Exercise passage -
^^^^^^^^

By Susan Hartley
January 2, 2014
By Holly McElwee
It’s a new year and a perfect time to attack a few areas of your home that need put in order. Here’s a few of my organizational strategies that can help you get your house straightened for 2014.
I love containers. They are the best way to take a collection of random objects and keep them under control. Containers are especially useful in kids’ bedrooms where a million tiny pieces litter the floor on a regular basis. LEGOs, Barbie shoes, Polly Pockets, Matchbox cars…why do toy manufacturers insist on creating the tiniest toy pieces in the world? In my constant quest to keep these in order, containers are my best friend.
I help my kids use these containers by color coding and labeling to identify items and their purposes. Perhaps the red toy bin is for LEGOs and the yellow bin is for Barbie clothes. The colors help get all items sorted and stored. I label the containers in a way that will also be helpful. For a non-reading child, pictures on the labels identify what goes in each container. An older child can have regular printed labels to identify the container’s purpose.
I’ve used containers to organize other parts of my house, too. My linen closet has round baskets with all the items sorted accordingly. The bathroom cabinet has a series of small baskets for all the soaps, medicines, and beauty products that need to be stored in there. In my mud room I have a variety of baskets and containers to sort hats, gloves, mittens, bags, umbrellas, and more. The containers help keep everything sorted and easy to find.
I shop for containers at the dollar store first. There’s a variety of sizes, shapes, and colors all just for $1.00. This saves money as containers can be expensive. If the dollar store doesn’t have exactly what I’m looking for, then I move on to other retailers. Some stores even sell shelves with all the containers included. It makes sense just to buy the entire system if a closet or shelf isn’t already in place.

^^^^^^^^

Information -
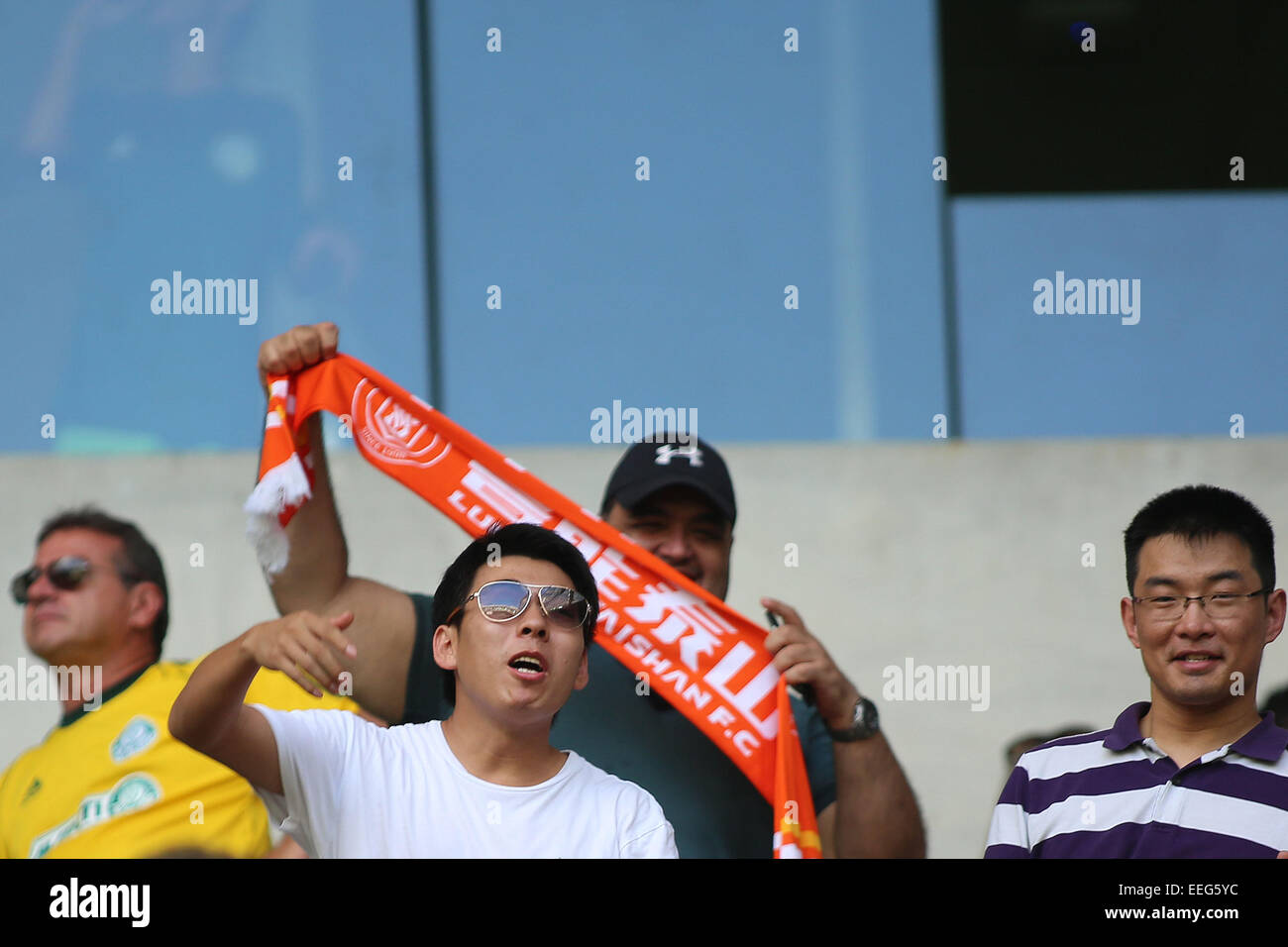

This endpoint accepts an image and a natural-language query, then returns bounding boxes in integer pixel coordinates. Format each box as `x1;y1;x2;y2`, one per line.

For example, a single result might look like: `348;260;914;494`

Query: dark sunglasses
445;579;590;629
9;556;94;605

^^^^^^^^

Directions -
A: In the article on organizing a home with containers, where does the writer look for containers first?
B: Carry on the article on organizing a home with containers from the point where it stops.

Results in order -
A: At the dollar store.

B:
I label to stay organized. It helps to make labels for every drawer, container, notebook, and shelf. This communicates exactly where items are meant to be stored, and it helps children learn to categorize. Instead of remembering where items are supposed to go, a quick glance at the label gets the job done. Labels can be as simple as handwritten slips of paper or as fancy as computer-generated tags with clip art and color. If only my family sees the labels, I keep it basic and quick. If the labels are visible to everyone, I try to do a creative look to match my home decor.
For quick labeling it makes sense to buy a label maker at the office-supply store. These come in a variety of prices and functions, and they can be carried through the house for easy labeling. A label maker is a handy tool at work, too. Office supply stores also sell other types of labels that can be fed through a home printer.
The new year is a great time to clean closets. Clothes and shoes that haven’t been worn in a year can go. I also look at other storage areas. What’s tucked in the back of cabinets? What’s in the garage and basement? I sort through my Christmas decorations as I take down my tree and weed out items that haven’t been used or that show wear and tear. I make donations to charitable organizations such as Goodwill, the Salvation Army, or the Vietnam Vets. The Vietnam Vets will even pick up donations, and it’s easy to contact them at www.pickupsforvets.com to arrange a time.
Don’t start 2014 in an unorganized mess. Take the month of January to organize your house. It’s time well spent and will set you well on the way to an orderly year.